• [WORK TO COMPLETE] Write out the material again word for word, dropping any images it holds.

↓

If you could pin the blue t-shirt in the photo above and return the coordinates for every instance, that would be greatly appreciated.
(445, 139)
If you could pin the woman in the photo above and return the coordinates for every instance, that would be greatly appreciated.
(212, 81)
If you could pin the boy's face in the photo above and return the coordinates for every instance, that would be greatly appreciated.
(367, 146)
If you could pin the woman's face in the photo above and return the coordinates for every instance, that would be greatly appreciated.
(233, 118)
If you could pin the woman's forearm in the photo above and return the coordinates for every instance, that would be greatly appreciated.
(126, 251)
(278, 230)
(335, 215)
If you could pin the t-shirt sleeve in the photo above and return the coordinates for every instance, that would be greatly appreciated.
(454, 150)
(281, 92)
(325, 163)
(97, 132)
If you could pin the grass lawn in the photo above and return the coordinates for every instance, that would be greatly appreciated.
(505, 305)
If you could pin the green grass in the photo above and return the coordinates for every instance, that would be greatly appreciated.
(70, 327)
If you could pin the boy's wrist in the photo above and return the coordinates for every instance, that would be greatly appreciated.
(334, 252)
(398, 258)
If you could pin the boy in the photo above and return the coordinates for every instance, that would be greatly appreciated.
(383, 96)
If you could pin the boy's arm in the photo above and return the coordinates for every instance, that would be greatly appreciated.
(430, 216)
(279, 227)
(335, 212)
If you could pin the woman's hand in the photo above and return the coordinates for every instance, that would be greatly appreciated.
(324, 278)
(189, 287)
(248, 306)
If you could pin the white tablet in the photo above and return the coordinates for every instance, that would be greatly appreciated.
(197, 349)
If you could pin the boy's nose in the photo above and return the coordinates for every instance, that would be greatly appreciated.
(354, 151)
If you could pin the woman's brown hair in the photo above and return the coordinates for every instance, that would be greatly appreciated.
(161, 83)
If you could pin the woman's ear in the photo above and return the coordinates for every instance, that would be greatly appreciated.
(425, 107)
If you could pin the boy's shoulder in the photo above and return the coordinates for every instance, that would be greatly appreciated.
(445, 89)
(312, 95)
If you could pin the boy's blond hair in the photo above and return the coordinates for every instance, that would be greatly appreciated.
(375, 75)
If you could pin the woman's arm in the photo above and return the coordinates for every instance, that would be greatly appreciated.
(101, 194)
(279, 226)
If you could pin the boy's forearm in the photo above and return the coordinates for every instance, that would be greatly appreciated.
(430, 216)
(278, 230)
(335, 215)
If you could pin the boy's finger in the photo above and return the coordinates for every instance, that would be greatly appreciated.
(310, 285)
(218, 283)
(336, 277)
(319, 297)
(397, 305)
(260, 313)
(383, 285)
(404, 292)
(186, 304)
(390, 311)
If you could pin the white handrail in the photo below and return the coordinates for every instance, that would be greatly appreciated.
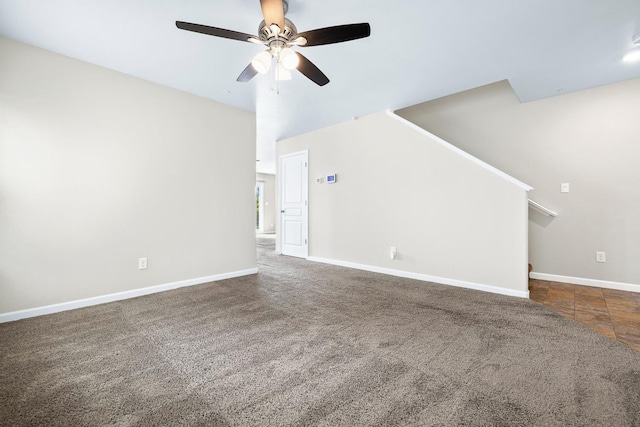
(538, 207)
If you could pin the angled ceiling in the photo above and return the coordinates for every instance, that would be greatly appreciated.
(418, 50)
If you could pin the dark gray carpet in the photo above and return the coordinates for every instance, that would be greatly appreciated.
(310, 344)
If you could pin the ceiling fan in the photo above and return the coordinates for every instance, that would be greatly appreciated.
(279, 34)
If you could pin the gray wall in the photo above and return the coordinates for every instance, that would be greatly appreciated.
(98, 169)
(448, 217)
(588, 139)
(269, 201)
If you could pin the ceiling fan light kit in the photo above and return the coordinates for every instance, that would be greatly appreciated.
(279, 35)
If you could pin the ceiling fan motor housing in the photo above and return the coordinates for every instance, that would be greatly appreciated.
(268, 34)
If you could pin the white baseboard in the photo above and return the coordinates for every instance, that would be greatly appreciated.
(424, 277)
(55, 308)
(586, 282)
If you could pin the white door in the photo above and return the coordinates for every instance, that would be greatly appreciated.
(293, 204)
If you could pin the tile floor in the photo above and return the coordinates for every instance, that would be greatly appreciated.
(615, 314)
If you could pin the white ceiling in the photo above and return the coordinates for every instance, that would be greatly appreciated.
(418, 50)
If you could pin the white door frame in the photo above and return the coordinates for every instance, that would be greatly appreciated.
(260, 186)
(304, 206)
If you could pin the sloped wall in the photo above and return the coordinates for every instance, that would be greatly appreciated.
(451, 219)
(98, 169)
(588, 139)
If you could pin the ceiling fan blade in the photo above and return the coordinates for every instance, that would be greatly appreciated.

↑

• [EXERCISE RESULT]
If you could pin the blue t-shirt in the photo above and return the coordinates for every instance, that would be greatly appreciated.
(445, 139)
If you could pin the woman in the photo above and return the coordinates for every instance, that would be greatly appreciated.
(212, 81)
If you could pin the boy's face in the photo above and return the coordinates for every instance, that would be greatly appreciated.
(367, 146)
If you could pin the woman's face in the photo above and return the coordinates for every instance, that would be greatly appreciated.
(233, 118)
If you could pin the woman's forearm in the photo above and return the coordinates for every instance, that would be greatly appreciated.
(126, 251)
(278, 230)
(335, 215)
If you could pin the t-shirt sleeve in the photo above and return the coordinates for every instance, that would be greatly appreciated.
(454, 150)
(281, 92)
(325, 163)
(97, 132)
If you could pin the grass lawn in the photo above and return the coordinates for every instance, that would be greatly appreciated.
(505, 305)
If you could pin the green grass in the photo above and return the coordinates for every instance, that would be greatly appreciated.
(70, 327)
If you could pin the boy's wrist in the photo above and return the coordinates for every instance, that would be greatly appreciated.
(334, 252)
(398, 258)
If you could pin the boy in the photo above and return the coordinates for every instance, that would be greatly appreciated.
(383, 96)
If you could pin the boy's arm in the photo above and return the coordinates for every instance, that would be greatly appreciated.
(430, 216)
(279, 227)
(335, 212)
If you could pin the woman's hand in the photo above and return the coordinates for every instance, that would be greatly appreciated.
(324, 278)
(189, 287)
(248, 306)
If you could pin the white tablet in the photo above and return the coordinates for every instance, that would be greatly appreciated.
(197, 349)
If you could pin the boy's nose in the photo above and return the coordinates for every instance, that would be greatly appreciated.
(354, 151)
If you could pin the woman's brown hair in the photo above and return the coordinates for every instance, that would be greatly appreciated.
(161, 83)
If you could pin the woman's ear in the photo above and return the coordinates for every instance, that would be greatly appreciated.
(425, 107)
If you could pin the boy's shoulder in the photo above and return the coordinates for every instance, that would be greatly appreciated.
(445, 89)
(312, 95)
If you could pin the boy's blond hair in the photo above and return the coordinates for every instance, that would be greatly appreciated.
(375, 75)
If you could pin the woman's arm in the photo above and return the coordinates for every instance, that would be greatly appreciated.
(101, 194)
(279, 226)
If you could pin the boy's forearm in the photo above and return the coordinates for every instance, that would be greatly appreciated.
(430, 216)
(278, 230)
(335, 215)
If you could pin the boy's finger in the photo above and return the coordinates for every instance, that would be greatly appreciated.
(310, 285)
(218, 283)
(336, 277)
(319, 297)
(397, 305)
(260, 313)
(383, 285)
(404, 292)
(186, 304)
(390, 311)
If you could pin the white handrail in the photo below and return the coordinates for every instance, that would be greatly appreciated.
(538, 207)
If you could pin the angled ceiling in the photo above and return the coordinates for every instance, that would be greatly appreciated.
(418, 50)
If you could pin the dark gray carpet in the photo above and return the coordinates for every instance, that would be greatly appreciated.
(310, 344)
If you could pin the ceiling fan in the photo above and return the coordinates for every instance, that would be greatly appreciated.
(279, 34)
If you could pin the gray wall in the photo above and return the coordinates for every instance, that would be greatly appreciated.
(98, 169)
(448, 217)
(588, 139)
(269, 201)
If you could pin the ceiling fan light kit in the photo above and return the coordinates for every instance, that would be greatly appreciated.
(279, 35)
If you could pin the ceiling fan motor housing in the photo above and return the coordinates for every instance, that would be greatly appreciated.
(268, 34)
If you could pin the white baseboard in the photo above and return the coordinates for every instance, that would be greatly appreciated.
(424, 277)
(55, 308)
(586, 282)
If you could pin the white door in the photo above and return the coordinates for every instance, that would be greatly appreciated.
(293, 204)
If you could pin the tile floor in the photo above and return the coordinates for every instance, that would be greatly appreciated.
(615, 314)
If you could pin the white ceiling in the photo above and return the coordinates for every instance, that would be greatly appreciated.
(418, 50)
If you could pin the white door frame in the photo above and return the coordinates for every instance, that would be greatly appreciated.
(260, 186)
(304, 206)
If you could pin the sloped wall in the photo above and return the coordinates for every instance, that would be greatly appreciated.
(451, 219)
(98, 169)
(588, 139)
If you could pin the ceiling fan blade in the photo above and return the coordinates for every instance, that would be greatly appreciated.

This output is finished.